--- Start of SUPPLIED PASSAGE ---

High Court Petition: “Nakba Law Is Unconstitutional”

Photo: CC-by-ND - Jennifer Moo via Flickr

In a petition filed to Israel’s High Court of Justice today (May 4) by human rights groups, alumni of an Arab school in Haifa, parents, and a geography professor, the petitioners asked the court to announce that the “Nakba Law” is unconstitutional and should be annulled, as it violates a long list of constitutional rights, first and foremost freedom of expression and the right to equality, and in addition severely infringes on the rights of Israel’s Arab citizens.
Schools, universities, local councils, and cultural institutions may suffer budget cuts if they mark the Israel’s Independence Day (marked in the Jewish calender date of 5 Iyar, which this year will coincide with May 10) or the date of the founding of the State of Israel (May 15) as a day of mourning, according to a new law that was passed in the Knesset in March 2011.
The petitioners asked the court to issue an interim injunction, suspending the implementation of the law until a ruling is reached. An immediate order would prevent the possible self-censorship of institutions and the monetary damage they may suffer, since Independence Day and the Nakba Day will be marked in the coming days.
The petition was filed jointly by the Association for Civil Rights in Israel (ACRI); Adalah: The Legal Center for the Arab Minority in Israel; five parents of children who study at “Galil,” a joint Jewish-Arab school in the Galilee; an NGO of alumni from the Arab Orthodox School in Haifa; and Prof. Oren Yiftachel, a leading researcher from the Ben-Gurion University, whose theories challenge Israel’s definition as a Jewish and democratic state.
The “Nakba Law,” which was added as an amendment to the Budget Principles Law in March 2011, outlines budget reduction for institutions that receive financial support from the state. It authorizes the Minister of Finance to relinquish monetary support if the body or institution has made any payment towards an event or action undermining the “existence of Israel as a Jewish and democratic state,” or marking the date of Israel’s establishment “as a day of mourning.”

--- End of SUPPLIED PASSAGE ---
--- Start of MATERIAL SHOWN ---

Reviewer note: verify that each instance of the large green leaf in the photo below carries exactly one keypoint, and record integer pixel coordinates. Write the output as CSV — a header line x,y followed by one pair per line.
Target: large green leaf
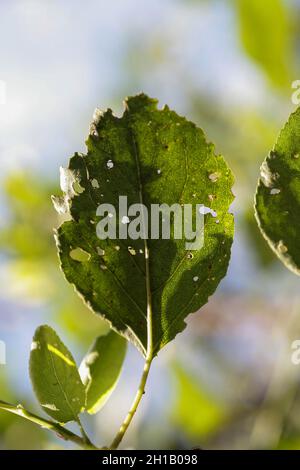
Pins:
x,y
150,156
278,195
100,369
55,377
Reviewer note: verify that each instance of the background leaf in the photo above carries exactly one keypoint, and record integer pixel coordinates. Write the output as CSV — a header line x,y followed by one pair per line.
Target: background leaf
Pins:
x,y
101,368
265,36
278,195
55,377
167,159
197,411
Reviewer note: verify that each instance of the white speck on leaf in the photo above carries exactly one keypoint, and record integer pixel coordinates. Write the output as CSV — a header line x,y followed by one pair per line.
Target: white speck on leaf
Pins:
x,y
206,210
95,183
78,254
266,175
50,406
275,191
281,247
34,345
214,177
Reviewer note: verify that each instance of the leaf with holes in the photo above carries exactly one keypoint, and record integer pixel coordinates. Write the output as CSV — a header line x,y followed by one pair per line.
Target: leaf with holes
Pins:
x,y
152,157
55,377
277,202
101,368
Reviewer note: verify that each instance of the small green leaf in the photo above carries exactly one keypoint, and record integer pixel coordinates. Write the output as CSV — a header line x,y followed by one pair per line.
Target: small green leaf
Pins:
x,y
101,368
54,376
59,430
150,156
277,203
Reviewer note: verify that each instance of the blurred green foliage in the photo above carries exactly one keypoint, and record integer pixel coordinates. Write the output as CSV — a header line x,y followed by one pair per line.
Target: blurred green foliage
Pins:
x,y
32,263
265,34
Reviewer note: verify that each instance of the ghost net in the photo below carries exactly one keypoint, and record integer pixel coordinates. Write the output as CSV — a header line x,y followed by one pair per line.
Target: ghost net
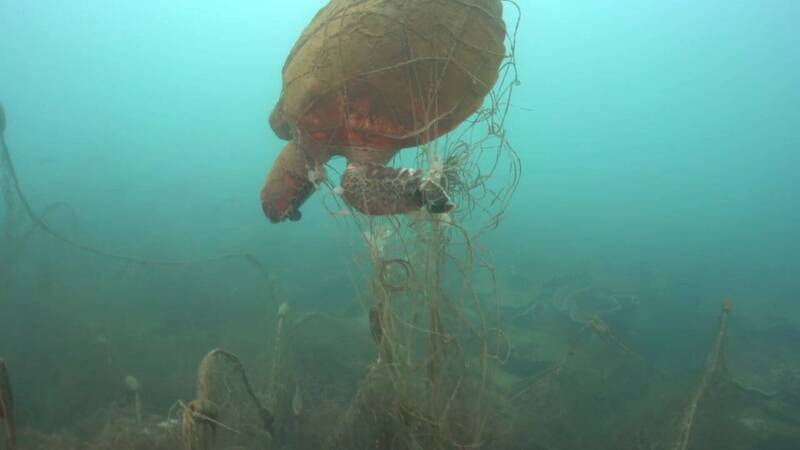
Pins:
x,y
431,301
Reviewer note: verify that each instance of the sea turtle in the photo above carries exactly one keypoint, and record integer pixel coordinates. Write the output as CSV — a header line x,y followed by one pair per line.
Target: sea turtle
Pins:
x,y
367,78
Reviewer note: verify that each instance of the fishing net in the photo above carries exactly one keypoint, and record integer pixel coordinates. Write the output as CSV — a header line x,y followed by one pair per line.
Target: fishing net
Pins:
x,y
437,339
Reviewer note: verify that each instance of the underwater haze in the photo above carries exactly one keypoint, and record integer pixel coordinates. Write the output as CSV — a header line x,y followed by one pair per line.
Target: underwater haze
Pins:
x,y
658,146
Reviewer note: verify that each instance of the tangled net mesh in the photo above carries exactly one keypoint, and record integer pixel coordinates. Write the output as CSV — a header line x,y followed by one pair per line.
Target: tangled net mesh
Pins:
x,y
430,295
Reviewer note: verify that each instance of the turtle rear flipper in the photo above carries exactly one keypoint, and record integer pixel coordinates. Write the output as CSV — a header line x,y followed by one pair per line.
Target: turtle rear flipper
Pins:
x,y
378,190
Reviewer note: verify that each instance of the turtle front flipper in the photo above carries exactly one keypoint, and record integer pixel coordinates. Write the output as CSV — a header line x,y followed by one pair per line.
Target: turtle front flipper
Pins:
x,y
378,190
289,184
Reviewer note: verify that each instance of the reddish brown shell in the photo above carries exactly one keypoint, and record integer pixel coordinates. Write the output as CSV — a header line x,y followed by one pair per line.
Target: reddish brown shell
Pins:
x,y
388,74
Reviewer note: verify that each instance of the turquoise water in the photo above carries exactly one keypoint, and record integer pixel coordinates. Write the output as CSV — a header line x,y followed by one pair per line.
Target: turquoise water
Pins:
x,y
658,144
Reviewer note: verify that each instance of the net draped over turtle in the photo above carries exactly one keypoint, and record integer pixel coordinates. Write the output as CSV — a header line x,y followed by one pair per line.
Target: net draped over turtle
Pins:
x,y
367,78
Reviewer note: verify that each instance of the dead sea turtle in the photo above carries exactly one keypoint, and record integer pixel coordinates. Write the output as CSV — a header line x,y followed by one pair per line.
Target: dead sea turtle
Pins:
x,y
367,78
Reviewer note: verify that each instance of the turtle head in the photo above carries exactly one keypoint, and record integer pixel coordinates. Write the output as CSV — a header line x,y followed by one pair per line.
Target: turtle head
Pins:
x,y
289,183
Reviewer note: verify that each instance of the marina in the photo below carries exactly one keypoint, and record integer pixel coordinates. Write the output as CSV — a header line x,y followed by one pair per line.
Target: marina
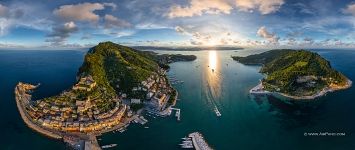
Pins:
x,y
108,146
177,113
199,142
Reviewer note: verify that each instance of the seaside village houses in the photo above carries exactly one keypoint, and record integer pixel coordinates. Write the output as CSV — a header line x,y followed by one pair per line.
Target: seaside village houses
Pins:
x,y
83,116
80,117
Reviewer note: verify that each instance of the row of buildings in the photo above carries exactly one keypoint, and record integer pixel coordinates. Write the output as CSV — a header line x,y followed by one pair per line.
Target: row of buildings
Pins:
x,y
75,114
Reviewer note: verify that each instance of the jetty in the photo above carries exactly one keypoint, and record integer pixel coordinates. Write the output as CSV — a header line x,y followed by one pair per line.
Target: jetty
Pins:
x,y
199,142
177,113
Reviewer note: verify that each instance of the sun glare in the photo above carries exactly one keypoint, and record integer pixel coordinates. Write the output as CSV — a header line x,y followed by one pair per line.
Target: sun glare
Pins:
x,y
212,60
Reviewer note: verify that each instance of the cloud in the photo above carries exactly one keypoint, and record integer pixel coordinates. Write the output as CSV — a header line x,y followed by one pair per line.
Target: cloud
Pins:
x,y
263,6
271,37
3,11
194,42
350,9
61,33
114,22
113,5
180,30
199,7
81,12
8,18
308,40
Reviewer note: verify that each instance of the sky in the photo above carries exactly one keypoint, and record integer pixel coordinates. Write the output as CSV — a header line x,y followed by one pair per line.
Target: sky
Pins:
x,y
68,24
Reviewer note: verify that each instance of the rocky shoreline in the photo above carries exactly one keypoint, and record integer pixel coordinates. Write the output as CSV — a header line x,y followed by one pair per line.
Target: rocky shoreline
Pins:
x,y
23,97
259,90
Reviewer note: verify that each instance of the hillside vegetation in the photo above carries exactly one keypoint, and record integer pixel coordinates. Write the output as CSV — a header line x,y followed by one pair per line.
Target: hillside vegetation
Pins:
x,y
111,64
295,72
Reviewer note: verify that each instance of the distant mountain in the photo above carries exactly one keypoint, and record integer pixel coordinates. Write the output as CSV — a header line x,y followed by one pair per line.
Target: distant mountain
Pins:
x,y
296,72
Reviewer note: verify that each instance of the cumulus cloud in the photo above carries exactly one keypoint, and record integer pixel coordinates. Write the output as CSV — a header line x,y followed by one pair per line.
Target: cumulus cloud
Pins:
x,y
350,9
114,22
81,11
61,33
8,18
308,41
113,5
263,6
3,11
271,37
180,30
199,7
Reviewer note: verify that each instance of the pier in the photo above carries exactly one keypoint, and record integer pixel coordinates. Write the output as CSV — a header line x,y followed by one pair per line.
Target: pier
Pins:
x,y
199,142
178,113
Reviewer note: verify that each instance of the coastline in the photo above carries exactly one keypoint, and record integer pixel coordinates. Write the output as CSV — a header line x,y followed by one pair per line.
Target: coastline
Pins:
x,y
89,140
20,96
259,90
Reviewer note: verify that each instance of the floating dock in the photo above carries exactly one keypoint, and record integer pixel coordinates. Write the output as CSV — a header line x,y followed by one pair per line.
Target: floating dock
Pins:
x,y
199,142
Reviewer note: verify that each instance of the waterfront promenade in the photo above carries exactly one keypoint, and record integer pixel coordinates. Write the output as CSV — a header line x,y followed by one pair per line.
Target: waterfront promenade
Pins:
x,y
23,97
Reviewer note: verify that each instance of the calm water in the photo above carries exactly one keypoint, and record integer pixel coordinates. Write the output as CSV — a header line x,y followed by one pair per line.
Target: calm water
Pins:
x,y
247,122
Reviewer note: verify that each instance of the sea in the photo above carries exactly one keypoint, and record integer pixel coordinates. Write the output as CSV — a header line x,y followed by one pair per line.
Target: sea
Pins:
x,y
212,81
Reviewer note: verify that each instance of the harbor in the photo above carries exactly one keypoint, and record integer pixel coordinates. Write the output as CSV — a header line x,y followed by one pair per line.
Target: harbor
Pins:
x,y
195,141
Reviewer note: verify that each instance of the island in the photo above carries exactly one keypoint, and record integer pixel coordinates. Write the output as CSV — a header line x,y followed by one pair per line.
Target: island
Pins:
x,y
114,85
297,74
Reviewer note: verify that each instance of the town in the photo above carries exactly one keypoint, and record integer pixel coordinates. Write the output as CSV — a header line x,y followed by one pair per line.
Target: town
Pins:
x,y
80,110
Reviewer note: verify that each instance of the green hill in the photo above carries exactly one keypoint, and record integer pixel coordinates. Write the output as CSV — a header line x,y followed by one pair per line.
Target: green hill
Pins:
x,y
111,64
295,72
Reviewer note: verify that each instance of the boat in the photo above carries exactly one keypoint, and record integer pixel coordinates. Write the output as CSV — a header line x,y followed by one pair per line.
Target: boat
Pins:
x,y
109,146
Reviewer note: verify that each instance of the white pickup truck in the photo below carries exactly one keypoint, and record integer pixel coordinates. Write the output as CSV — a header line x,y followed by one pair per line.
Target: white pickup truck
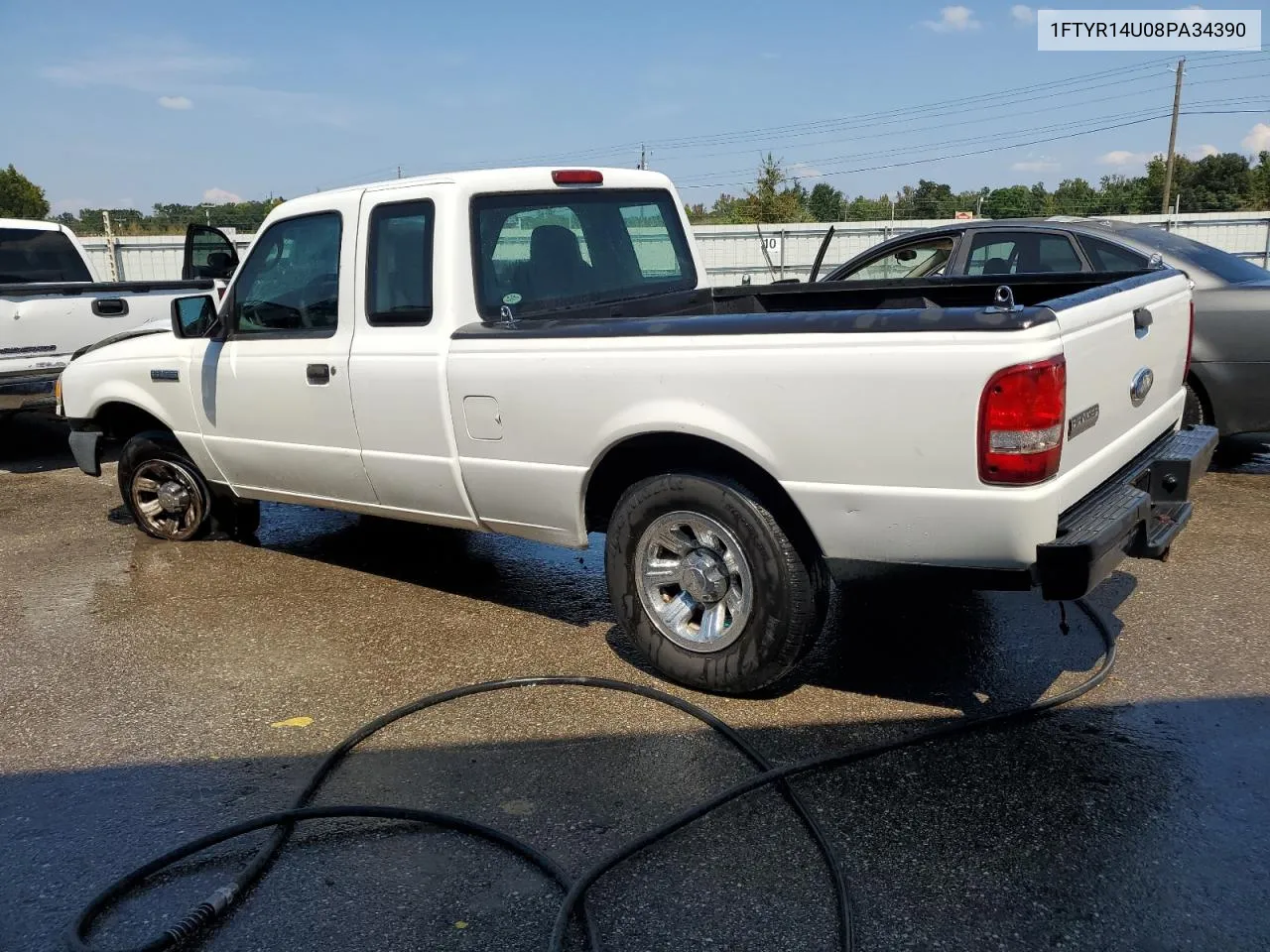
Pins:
x,y
534,352
51,304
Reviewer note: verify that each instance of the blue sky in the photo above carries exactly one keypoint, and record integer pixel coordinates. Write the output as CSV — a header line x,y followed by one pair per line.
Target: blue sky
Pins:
x,y
128,104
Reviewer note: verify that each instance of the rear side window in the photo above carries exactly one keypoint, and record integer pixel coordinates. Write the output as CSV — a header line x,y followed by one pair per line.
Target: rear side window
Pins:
x,y
1106,257
30,255
538,253
399,268
925,258
1021,253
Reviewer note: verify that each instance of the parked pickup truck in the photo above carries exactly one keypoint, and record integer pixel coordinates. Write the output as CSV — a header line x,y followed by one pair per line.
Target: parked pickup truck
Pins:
x,y
534,352
51,304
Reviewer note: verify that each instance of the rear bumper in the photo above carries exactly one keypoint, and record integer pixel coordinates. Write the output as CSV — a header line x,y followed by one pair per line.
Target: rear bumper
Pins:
x,y
1137,513
28,393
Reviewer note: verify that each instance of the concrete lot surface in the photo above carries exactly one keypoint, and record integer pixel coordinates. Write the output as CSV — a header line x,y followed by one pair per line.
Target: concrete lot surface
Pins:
x,y
140,684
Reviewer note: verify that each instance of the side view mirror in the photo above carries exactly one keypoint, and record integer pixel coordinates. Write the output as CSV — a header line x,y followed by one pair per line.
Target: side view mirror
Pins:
x,y
191,316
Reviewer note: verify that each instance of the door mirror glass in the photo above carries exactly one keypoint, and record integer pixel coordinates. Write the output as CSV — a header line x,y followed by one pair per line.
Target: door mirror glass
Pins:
x,y
191,316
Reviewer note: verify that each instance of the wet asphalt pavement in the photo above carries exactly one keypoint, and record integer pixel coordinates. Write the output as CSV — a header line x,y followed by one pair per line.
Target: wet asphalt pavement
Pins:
x,y
143,687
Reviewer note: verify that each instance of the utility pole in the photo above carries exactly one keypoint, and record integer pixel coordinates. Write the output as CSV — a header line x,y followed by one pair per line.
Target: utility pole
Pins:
x,y
1173,141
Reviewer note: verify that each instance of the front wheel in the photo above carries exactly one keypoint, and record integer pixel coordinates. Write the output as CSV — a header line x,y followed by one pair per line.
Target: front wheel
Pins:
x,y
708,585
163,490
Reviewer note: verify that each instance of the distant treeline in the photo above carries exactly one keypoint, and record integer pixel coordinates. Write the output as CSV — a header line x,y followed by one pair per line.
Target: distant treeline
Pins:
x,y
1216,182
169,218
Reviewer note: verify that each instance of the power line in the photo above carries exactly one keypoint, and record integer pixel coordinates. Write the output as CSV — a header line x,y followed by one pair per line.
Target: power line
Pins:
x,y
907,113
968,140
997,149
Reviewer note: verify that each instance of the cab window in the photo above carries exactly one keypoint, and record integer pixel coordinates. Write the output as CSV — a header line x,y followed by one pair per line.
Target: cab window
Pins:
x,y
399,267
290,282
541,253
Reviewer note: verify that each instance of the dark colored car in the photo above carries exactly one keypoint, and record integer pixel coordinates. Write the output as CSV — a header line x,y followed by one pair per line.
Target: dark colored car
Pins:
x,y
1229,379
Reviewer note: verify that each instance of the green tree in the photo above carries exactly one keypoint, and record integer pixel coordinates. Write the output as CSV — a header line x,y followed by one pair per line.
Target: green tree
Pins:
x,y
1042,202
826,203
1218,182
1014,202
1075,197
861,208
1260,176
770,200
931,199
969,200
21,197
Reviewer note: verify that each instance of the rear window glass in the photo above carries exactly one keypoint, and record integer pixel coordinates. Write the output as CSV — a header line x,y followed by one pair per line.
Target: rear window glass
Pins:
x,y
1224,266
538,253
28,255
1111,258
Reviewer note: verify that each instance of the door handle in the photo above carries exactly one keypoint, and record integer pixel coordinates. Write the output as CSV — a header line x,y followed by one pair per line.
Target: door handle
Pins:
x,y
318,373
109,306
1142,320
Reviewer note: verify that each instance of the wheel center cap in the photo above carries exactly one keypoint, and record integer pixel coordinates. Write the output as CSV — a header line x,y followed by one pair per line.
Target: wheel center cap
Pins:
x,y
703,576
173,497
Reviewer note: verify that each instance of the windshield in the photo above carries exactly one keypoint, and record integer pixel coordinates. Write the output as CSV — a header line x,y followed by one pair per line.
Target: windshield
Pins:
x,y
30,255
541,252
1224,266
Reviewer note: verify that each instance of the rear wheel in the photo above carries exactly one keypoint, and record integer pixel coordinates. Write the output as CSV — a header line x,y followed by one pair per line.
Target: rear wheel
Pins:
x,y
1194,413
163,490
708,585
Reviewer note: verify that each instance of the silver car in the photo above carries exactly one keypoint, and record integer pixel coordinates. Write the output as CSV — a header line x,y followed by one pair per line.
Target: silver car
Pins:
x,y
1229,379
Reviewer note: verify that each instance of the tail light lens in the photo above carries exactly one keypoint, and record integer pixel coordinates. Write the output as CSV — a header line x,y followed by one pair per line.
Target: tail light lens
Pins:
x,y
578,177
1021,416
1191,341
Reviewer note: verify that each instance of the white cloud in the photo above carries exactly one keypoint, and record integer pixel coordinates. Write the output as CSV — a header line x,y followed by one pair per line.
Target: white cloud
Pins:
x,y
203,76
952,19
218,195
1257,139
1035,166
1121,157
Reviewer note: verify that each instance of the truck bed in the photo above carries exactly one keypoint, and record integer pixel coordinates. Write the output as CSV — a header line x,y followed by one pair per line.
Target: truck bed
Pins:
x,y
901,304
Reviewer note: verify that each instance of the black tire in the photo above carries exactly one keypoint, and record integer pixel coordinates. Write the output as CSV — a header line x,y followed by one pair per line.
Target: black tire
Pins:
x,y
148,463
788,590
1194,413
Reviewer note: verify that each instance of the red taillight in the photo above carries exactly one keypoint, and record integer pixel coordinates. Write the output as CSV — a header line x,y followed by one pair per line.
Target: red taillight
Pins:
x,y
1191,341
576,177
1021,416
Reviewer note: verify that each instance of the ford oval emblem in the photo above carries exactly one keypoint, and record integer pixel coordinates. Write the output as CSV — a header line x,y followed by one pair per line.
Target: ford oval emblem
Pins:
x,y
1141,386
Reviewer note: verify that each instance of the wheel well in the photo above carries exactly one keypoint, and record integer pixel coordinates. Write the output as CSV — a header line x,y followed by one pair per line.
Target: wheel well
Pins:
x,y
1205,399
656,453
125,420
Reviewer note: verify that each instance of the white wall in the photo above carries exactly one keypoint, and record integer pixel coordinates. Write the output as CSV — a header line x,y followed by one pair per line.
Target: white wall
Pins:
x,y
733,252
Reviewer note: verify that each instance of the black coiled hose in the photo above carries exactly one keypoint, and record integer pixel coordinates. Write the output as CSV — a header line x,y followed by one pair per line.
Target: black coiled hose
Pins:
x,y
574,889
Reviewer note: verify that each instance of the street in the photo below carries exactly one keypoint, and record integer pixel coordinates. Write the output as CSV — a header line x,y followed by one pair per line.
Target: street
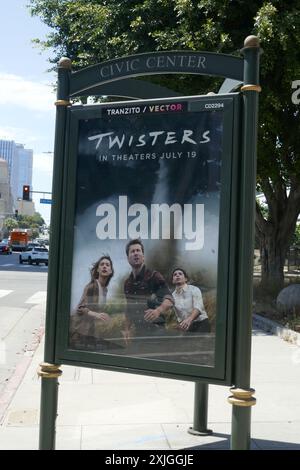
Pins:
x,y
22,310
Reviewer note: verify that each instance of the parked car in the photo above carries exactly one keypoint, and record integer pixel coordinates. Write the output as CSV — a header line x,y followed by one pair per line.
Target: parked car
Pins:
x,y
34,245
5,248
35,254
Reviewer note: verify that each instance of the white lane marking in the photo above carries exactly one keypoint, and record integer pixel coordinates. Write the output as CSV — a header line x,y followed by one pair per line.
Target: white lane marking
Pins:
x,y
37,298
3,292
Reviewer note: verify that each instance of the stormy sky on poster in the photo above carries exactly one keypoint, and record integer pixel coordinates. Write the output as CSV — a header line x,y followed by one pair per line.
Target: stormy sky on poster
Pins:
x,y
134,170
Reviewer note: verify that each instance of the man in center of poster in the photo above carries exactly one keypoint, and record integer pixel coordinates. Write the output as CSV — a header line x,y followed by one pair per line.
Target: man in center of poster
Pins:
x,y
148,297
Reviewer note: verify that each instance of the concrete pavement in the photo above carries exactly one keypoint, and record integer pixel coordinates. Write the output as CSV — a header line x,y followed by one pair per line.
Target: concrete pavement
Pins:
x,y
110,410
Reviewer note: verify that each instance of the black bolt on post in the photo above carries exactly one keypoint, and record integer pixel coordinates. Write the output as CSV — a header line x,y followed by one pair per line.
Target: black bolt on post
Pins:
x,y
242,395
200,411
49,371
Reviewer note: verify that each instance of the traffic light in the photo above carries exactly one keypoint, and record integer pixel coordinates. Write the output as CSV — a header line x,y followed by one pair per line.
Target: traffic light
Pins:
x,y
26,192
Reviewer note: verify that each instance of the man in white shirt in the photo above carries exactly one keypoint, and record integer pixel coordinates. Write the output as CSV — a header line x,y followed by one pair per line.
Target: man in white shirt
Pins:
x,y
190,311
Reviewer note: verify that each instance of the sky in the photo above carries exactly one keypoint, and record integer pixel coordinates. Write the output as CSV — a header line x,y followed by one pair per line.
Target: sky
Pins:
x,y
26,93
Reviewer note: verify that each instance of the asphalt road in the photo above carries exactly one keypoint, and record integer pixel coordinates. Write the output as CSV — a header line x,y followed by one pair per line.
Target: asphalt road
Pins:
x,y
22,312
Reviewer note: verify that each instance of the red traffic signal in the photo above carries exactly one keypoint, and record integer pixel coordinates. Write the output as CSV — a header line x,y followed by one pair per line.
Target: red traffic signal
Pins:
x,y
26,192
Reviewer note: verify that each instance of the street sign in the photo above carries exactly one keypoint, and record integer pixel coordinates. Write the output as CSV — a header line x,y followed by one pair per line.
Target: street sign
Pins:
x,y
46,201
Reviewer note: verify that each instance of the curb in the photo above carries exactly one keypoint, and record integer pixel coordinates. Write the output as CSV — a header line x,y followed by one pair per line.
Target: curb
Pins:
x,y
19,373
276,329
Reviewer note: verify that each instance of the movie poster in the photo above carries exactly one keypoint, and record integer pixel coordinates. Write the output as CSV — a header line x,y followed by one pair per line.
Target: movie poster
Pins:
x,y
148,174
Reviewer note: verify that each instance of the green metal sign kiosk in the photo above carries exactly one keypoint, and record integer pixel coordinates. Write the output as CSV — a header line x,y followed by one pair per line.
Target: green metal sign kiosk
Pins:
x,y
150,191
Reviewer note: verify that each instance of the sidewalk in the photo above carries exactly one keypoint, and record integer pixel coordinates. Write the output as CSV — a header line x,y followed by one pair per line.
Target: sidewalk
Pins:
x,y
110,410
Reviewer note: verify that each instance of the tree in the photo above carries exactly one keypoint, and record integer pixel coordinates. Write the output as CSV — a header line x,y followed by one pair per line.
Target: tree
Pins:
x,y
92,31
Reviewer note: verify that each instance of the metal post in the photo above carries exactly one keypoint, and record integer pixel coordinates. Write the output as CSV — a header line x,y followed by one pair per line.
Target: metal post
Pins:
x,y
49,371
241,397
49,398
200,411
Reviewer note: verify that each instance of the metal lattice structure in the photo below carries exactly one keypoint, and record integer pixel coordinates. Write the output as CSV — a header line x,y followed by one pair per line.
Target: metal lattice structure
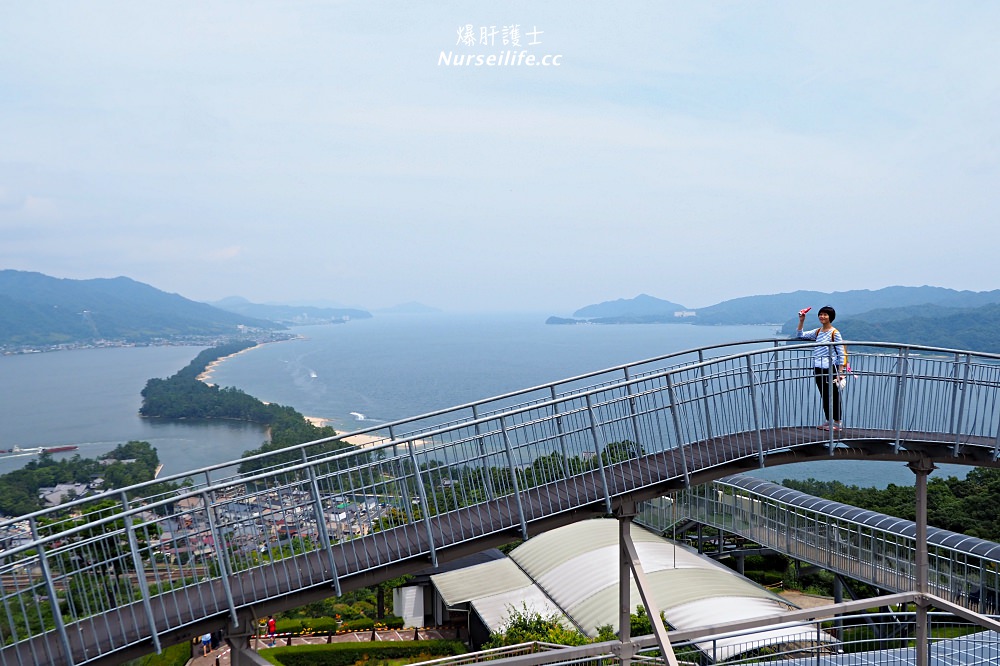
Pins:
x,y
111,575
855,543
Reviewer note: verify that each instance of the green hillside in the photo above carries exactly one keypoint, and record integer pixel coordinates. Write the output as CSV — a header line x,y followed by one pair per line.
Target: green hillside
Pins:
x,y
39,310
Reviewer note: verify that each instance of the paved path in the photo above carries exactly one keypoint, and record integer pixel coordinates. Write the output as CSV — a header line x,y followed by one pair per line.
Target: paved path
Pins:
x,y
220,656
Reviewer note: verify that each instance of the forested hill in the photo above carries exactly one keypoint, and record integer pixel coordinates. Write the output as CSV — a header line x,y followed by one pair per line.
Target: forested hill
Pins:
x,y
39,310
777,308
780,308
977,329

--- End of MATERIAL SHOWN ---

PROBLEMS:
[1] Swap "jointly" for "together" in the Nakba Law petition article and give the stretch from "The petition was" through "and democratic state.".
[2] Extend the Nakba Law petition article beyond its final sentence.

TASK-BY-TASK OUTPUTS:
[1]
The petition was filed together by the Association for Civil Rights in Israel (ACRI); Adalah: The Legal Center for the Arab Minority in Israel; five parents of children who study at “Galil,” a joint Jewish-Arab school in the Galilee; an NGO of alumni from the Arab Orthodox School in Haifa; and Prof. Oren Yiftachel, a leading researcher from the Ben-Gurion University, whose theories challenge Israel’s definition as a Jewish and democratic state.

[2]
In a debate held in the Knesset Constitution Committee, Chairperson MK David Rotem stated that such a day of mourning does not necessarily have to coincide with Israel’s official Independence Day, and thus any reference to the Nakba made throughout the year may fall within the category of this law. The vague wording of the law, and the fact that it gives the Minister of Finance the power to determine its implementation, raises concerns that the law will be enforced in a discriminatory manner, which will enhance the already existing oppression of Arab citizens of Israel.
To read ACRI’s full position on the Nakba Law, click here.
In the petition, Attorneys Sawsan Zaher and Hassan Jabareen of Adalah, and Attorney Dan Yakir of ACRI, outlined the infringements on freedom of speech, freedom of political expression, freedom of artistic expression, the right to equality, the right to education, academic freedom, group dignity, and freedom of occupation.
Arik Kirshenboim, whose daughter attends the Arab-Jewish school “Galil” in Misgav: “Our daughter is studying in this unique school because we did not wish her to grow up in a climate of ‘we are right – they are wrong,’ which unfortunately prevails in both Jewish and Arab societies in Israel. This is not about politics, but about education without censorship. There were people who suffered when the State was founded, why should we hide it? Why not choose to acknowledge the pain and heal it?”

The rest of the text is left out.